Can you copy out the data below with "tag" replaced by "label" everywhere it appears, and everything else left the same?

═══ Materials provided ═══

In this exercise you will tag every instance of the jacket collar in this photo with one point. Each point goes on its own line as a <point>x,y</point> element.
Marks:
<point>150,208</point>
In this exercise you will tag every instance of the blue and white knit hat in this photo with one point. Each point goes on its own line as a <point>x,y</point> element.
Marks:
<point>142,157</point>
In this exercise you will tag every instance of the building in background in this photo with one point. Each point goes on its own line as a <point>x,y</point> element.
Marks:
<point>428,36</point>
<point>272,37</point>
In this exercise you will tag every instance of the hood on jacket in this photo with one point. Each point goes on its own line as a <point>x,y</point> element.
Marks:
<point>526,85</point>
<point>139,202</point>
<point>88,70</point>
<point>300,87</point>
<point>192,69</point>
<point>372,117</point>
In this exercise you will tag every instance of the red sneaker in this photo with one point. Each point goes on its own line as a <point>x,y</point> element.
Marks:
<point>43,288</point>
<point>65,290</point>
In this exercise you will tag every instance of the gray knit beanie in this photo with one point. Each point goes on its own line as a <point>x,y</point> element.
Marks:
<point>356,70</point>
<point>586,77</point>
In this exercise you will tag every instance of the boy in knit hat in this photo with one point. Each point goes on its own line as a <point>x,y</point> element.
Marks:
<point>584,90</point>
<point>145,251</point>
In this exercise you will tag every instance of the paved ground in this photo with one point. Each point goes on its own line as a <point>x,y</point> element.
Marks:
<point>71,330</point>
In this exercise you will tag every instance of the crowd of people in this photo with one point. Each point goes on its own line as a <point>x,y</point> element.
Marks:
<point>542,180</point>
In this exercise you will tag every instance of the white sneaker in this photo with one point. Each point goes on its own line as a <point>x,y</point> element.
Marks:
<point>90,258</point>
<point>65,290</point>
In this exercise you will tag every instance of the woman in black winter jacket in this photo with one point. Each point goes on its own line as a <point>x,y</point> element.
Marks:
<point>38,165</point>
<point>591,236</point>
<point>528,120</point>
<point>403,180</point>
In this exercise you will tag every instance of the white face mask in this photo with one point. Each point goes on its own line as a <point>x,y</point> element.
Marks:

═══

**Written answer**:
In this exercise you will label every instance of the jacket collar in this photo with one point. Each point goes on its own line as a <point>x,y</point> element.
Marks:
<point>150,208</point>
In this exercise you will label every instance of the blue and white knit hat in this photo with one point. Each point goes on its own line as a <point>x,y</point> element.
Marks:
<point>142,157</point>
In this exercise you will label every instance of the building in background in this photo with one point. Each point goes on its own line as a <point>x,y</point> element.
Marks:
<point>428,36</point>
<point>272,37</point>
In this exercise you will label every instance of the hood on jacket in this photo with one point. Each point goes on its own line as a <point>x,y</point> element.
Marks:
<point>526,85</point>
<point>139,202</point>
<point>88,70</point>
<point>300,87</point>
<point>192,69</point>
<point>372,117</point>
In this exercise you will label every instance of the red sneaker in this photo with one point. Each point goes on its own line as a <point>x,y</point> element.
Marks:
<point>43,288</point>
<point>65,290</point>
In this exercise you will label every instance of the gray knit beanie in this photo with one point. Each point goes on its own line as a <point>x,y</point> element.
Marks:
<point>356,70</point>
<point>586,77</point>
In this exercise you will label every instance of the boy in knit hat in this photo with one point. Each point goes on its own line as a <point>x,y</point> element.
Marks:
<point>584,90</point>
<point>145,251</point>
In this exercise you will label every instance of the paved ground in this photo with one point. Each point goes on its own line as a <point>x,y</point> element.
Marks:
<point>71,330</point>
In this exercise you will label every instance of the crowd of people in this photo with one point. Each point goes on its own line as a <point>x,y</point> element.
Marks:
<point>542,180</point>
In this exercise you will label every instance of the white sneaker in this photo with one point. Each point goes on its own line as a <point>x,y</point> element.
Marks:
<point>90,258</point>
<point>65,290</point>
In this exercise you will label every instance of the woman in black winter jacket in this photo with one point. Each point goes on its own line as a <point>x,y</point> element.
Marks:
<point>38,165</point>
<point>591,236</point>
<point>528,120</point>
<point>403,180</point>
In this exercise you will label every instance of the white face mask in this photo with one point. Each point goes on its own line as a <point>x,y</point> element.
Marks:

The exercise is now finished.